Records shown: Begin

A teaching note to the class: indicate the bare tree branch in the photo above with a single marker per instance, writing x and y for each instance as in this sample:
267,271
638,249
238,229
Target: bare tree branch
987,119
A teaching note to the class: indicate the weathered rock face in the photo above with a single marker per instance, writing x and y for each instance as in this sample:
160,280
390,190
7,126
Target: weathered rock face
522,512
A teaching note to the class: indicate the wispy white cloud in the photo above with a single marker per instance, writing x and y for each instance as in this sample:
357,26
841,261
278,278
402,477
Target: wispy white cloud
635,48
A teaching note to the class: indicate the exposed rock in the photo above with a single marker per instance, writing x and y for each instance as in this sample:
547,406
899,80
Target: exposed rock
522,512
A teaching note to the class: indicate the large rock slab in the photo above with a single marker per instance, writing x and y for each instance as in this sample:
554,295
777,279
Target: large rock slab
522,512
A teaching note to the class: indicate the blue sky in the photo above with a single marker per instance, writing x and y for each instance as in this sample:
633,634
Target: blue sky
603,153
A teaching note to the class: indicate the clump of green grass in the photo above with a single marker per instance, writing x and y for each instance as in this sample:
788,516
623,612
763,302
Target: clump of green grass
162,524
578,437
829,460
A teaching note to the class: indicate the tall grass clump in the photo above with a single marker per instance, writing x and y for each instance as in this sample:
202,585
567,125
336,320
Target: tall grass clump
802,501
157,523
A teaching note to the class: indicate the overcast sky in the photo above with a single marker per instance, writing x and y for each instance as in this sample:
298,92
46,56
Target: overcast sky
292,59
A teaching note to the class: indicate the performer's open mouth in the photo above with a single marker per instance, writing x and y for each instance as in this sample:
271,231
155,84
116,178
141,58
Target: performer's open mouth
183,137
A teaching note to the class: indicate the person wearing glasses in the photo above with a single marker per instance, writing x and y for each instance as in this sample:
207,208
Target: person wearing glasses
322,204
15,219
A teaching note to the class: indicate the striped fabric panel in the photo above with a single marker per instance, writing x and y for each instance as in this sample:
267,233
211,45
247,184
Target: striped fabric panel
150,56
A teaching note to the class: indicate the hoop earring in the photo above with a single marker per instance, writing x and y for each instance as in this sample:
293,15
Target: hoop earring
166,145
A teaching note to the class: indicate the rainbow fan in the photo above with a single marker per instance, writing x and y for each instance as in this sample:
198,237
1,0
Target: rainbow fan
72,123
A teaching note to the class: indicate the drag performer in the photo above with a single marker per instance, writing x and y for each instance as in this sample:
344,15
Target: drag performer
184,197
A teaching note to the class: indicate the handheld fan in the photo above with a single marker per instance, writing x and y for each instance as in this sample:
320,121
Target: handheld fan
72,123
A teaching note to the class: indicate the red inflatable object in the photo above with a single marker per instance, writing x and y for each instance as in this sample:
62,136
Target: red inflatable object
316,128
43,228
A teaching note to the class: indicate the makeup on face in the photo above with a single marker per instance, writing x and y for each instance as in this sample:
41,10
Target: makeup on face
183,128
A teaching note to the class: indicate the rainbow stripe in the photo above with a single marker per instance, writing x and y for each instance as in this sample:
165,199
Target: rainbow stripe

Records shown: End

Write the listing out again in its entirety, exactly.

A teaching note to the class: indicate the bare tree branch in the photo above with a single marker per instance, writing x and y for each instance as in this sample:
267,271
638,249
238,229
Target: bare tree branch
987,119
A teaching note to the class: indicate the weathered rock face in the photo above with a single marker per instance, writing x and y for each instance as in this sample:
160,280
390,190
7,126
Target: weathered rock face
522,512
A teaching note to the class: indicate the wispy white cloud in the photo above with a single marker per instance, writing x and y for each instance as in this sample:
357,26
841,261
278,278
402,477
Target: wispy white cloud
635,48
A teaching note to the class: indicate the exposed rock in the photo above with a single marker per instance, writing x and y for each instance as in this sample:
547,406
899,80
Target: exposed rock
522,512
A teaching note to the class: indicate the large rock slab in the photo above with a single marker per instance, writing x and y for each instance as in this sample:
554,295
777,279
Target: large rock slab
522,512
A teaching note to the class: indicate the blue sky in the photo above with a single marker per instance, writing x and y for each instance as in this sample:
633,634
Target: blue sky
603,153
A teaching note to the class: indicate the clump of green grass in the photo above with a single marker per instance, writing x and y for each instance as in this sample:
788,516
623,612
763,302
Target: clump of green grass
162,524
578,437
829,460
A teaching note to the class: indicate the tall grass clump in the photo above with a single marker per instance, writing x and y for each instance as in this sample:
202,585
567,125
336,320
Target: tall grass clump
802,501
157,523
A teaching note to the class: indicate the overcast sky in the photo above with a single marker per instance, writing x and y for each instance as in this sample:
298,92
46,56
Target: overcast sky
292,59
A teaching note to the class: indicate the performer's open mouth in the photo above with a single marker per instance, writing x and y for each instance as in this sample:
271,231
155,84
116,178
141,58
Target: performer's open mouth
183,137
A teaching note to the class: indicate the person wearing glasses in the photo above with a single marker per instance, writing x and y for each instance as in this sample:
207,208
Target: person wearing glasses
322,204
15,219
A teaching note to the class: indicate the striped fabric panel in the photo above with a single marker per instance, writing x and y for each instance as in this sample:
267,233
211,45
247,184
Target: striped fabric panel
150,56
A teaching note to the class: indicate the hoop earring in the photo above with a single marker per instance, writing x and y for each instance as in this sample:
293,15
Target: hoop earring
166,145
A teaching note to the class: indicate the rainbow fan in the photo above with a single marker per instance, writing x and y for each instance as in this sample:
198,237
1,0
Target: rainbow fan
72,123
A teaching note to the class: indicate the drag performer in the photo above with a single marker per instance, writing x and y for each instance as in this sample:
344,15
Target: drag performer
184,197
A teaching note to the class: indicate the handheld fan in the photo above with a single marker per instance, writing x and y for each instance as in this sample:
320,121
Target: handheld fan
72,123
A teaching note to the class: indicate the red inflatable object in the photo above with a single marker per instance, writing x and y for each instance as in this sample:
62,136
Target: red inflatable object
316,128
43,228
A teaching note to the class: indicate the makeup on face in the photo above with a single marker per instance, writing x and y for each instance as in this sample:
41,10
Target: makeup on face
183,128
A teaching note to the class: indicate the rainbow stripe in the photo above with a single marker per instance, writing x and y for each instance as in this sample:
165,199
Target: rainbow stripe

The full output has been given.